[Exercise description]
Return all of the lines below exactly as they are.

[Records to use]

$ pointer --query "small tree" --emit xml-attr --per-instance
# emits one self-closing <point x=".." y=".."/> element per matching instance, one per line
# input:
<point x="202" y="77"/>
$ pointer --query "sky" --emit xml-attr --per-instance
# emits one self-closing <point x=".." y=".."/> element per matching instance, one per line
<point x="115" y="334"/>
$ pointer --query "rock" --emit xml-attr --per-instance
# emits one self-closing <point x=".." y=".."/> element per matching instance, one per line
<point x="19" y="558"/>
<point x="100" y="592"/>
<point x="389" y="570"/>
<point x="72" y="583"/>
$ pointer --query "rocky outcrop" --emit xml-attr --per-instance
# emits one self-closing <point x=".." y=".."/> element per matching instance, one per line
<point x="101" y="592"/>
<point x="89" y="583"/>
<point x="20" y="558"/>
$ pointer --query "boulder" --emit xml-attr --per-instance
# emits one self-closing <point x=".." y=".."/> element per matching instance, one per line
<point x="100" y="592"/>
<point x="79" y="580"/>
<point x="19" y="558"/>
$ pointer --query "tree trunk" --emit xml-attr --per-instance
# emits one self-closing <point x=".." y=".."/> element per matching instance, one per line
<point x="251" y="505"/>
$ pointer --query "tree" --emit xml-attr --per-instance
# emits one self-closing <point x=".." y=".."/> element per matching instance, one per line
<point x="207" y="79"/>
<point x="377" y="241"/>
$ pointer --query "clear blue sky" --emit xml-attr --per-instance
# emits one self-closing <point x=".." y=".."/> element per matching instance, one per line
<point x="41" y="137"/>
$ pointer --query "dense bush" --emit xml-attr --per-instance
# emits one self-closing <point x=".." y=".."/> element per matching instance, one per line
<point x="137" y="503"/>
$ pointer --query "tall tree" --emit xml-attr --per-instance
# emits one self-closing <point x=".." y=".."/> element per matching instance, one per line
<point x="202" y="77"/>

[Result of this exercise]
$ pointer --query "small tree" --emit xml-attr --per-instance
# emits one self-closing <point x=".." y=".."/> element per matching instance, one per line
# input:
<point x="202" y="77"/>
$ pointer --query "sky" --emit xml-attr --per-instance
# emits one self-closing <point x=".." y=".."/> element per matching instance, one per line
<point x="115" y="334"/>
$ pointer --query "rock" --emit xml-attr --per-instance
# emits one self-closing <point x=".." y=".."/> element per matching instance, one per line
<point x="19" y="558"/>
<point x="100" y="592"/>
<point x="389" y="570"/>
<point x="72" y="583"/>
$ pointer --query "rocky outcrop" --emit xml-attr --per-instance
# emits one self-closing <point x=".." y=".."/> element per matching instance, one per line
<point x="101" y="592"/>
<point x="89" y="583"/>
<point x="20" y="558"/>
$ pointer --query "boulder" --emit xml-attr --per-instance
# emits one self-closing <point x=".." y=".."/> element per matching instance, one per line
<point x="100" y="592"/>
<point x="79" y="580"/>
<point x="19" y="558"/>
$ pointer --query "tree trunk" --emit xml-attr --per-instance
# emits one self-closing <point x=".." y=".."/> element per matching instance, one per line
<point x="251" y="505"/>
$ pointer --query "tree" --emit xml-attr --per-instance
# emits one self-closing <point x=".." y=".."/> element per matching instance, one per line
<point x="207" y="79"/>
<point x="377" y="241"/>
$ pointer --query "clear blue sky" --emit xml-attr --per-instance
# emits one self-closing <point x=".." y=".."/> element per matching instance, one per line
<point x="41" y="137"/>
$ pointer --query "dense bush" --emit xml-attr --per-instance
# emits one self-closing <point x=".." y=".."/> element per matching instance, one per line
<point x="137" y="503"/>
$ pointer --query "tall tree" --emit xml-attr --per-instance
# emits one self-closing <point x=".." y=".."/> element per matching instance, one per line
<point x="202" y="77"/>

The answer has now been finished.